= Beginning of Section =
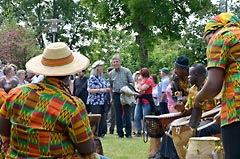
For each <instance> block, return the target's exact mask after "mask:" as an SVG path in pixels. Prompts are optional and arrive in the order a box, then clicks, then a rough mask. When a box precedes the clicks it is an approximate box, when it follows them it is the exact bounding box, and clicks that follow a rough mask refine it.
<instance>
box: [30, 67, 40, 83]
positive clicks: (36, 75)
mask: <svg viewBox="0 0 240 159" xmlns="http://www.w3.org/2000/svg"><path fill="white" fill-rule="evenodd" d="M43 78H44V76H43V75H38V74H35V73H33V72H32V71H31V70H28V69H27V78H26V81H27V82H28V83H38V82H39V81H41V80H42V79H43Z"/></svg>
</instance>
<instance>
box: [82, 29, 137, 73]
mask: <svg viewBox="0 0 240 159" xmlns="http://www.w3.org/2000/svg"><path fill="white" fill-rule="evenodd" d="M94 36H95V37H94V38H93V39H94V40H93V41H92V42H91V49H90V50H89V51H88V54H87V56H88V57H89V58H90V59H91V63H93V62H94V61H96V60H103V61H105V67H109V66H111V58H112V56H113V55H114V54H119V55H120V56H121V58H122V59H123V65H124V66H125V67H128V68H129V69H131V70H135V69H136V68H137V67H138V63H137V62H136V61H137V57H136V50H137V49H138V47H137V46H136V44H135V43H134V38H133V36H131V35H127V34H125V33H124V32H123V31H119V30H117V29H112V30H96V31H95V32H94Z"/></svg>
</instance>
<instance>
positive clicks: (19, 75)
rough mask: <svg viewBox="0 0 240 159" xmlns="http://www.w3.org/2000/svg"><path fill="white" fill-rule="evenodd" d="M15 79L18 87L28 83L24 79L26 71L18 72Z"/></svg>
mask: <svg viewBox="0 0 240 159" xmlns="http://www.w3.org/2000/svg"><path fill="white" fill-rule="evenodd" d="M17 77H18V79H19V85H24V84H27V83H28V82H27V81H26V80H25V78H26V71H25V70H18V71H17Z"/></svg>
= End of Section =
> WORK TASK
Print the listing verbatim; no pictures.

> ANSWER TO THIS PROBLEM
For each <instance> block, return the target's exact mask after "mask:" as an SVG path in pixels. Prompts are optional and arrive in the order a box, then clicks, then a rough mask. When a box precedes the clicks it is an approximate box, when it follows them it is the exact bounding box, and clicks that follow a rough mask refine it.
<instance>
box: [30, 67, 40, 83]
positive clicks: (36, 75)
mask: <svg viewBox="0 0 240 159" xmlns="http://www.w3.org/2000/svg"><path fill="white" fill-rule="evenodd" d="M43 78H44V76H43V75H38V74H35V73H33V72H32V71H31V70H28V69H27V78H26V81H27V82H28V83H38V82H39V81H41V80H42V79H43Z"/></svg>
</instance>
<instance>
box: [82, 29, 137, 73]
mask: <svg viewBox="0 0 240 159" xmlns="http://www.w3.org/2000/svg"><path fill="white" fill-rule="evenodd" d="M94 36H95V37H94V38H93V39H94V40H93V41H92V42H91V49H90V50H89V51H88V54H87V56H88V57H89V58H90V59H91V63H93V62H94V61H96V60H103V61H105V67H109V66H111V58H112V56H113V55H114V54H119V55H120V56H121V58H122V59H123V65H124V66H125V67H128V68H129V69H131V70H135V69H136V68H137V67H138V63H137V62H136V61H137V57H136V50H137V49H138V47H137V46H136V44H135V43H134V38H133V36H131V35H127V34H125V33H124V32H123V31H119V30H117V29H112V30H96V31H95V32H94Z"/></svg>
</instance>
<instance>
positive clicks: (19, 75)
rough mask: <svg viewBox="0 0 240 159" xmlns="http://www.w3.org/2000/svg"><path fill="white" fill-rule="evenodd" d="M15 79L18 87L28 83L24 79L26 71L18 72Z"/></svg>
mask: <svg viewBox="0 0 240 159" xmlns="http://www.w3.org/2000/svg"><path fill="white" fill-rule="evenodd" d="M17 77H18V79H19V85H24V84H27V83H28V82H27V81H26V80H25V78H26V71H25V70H18V71H17Z"/></svg>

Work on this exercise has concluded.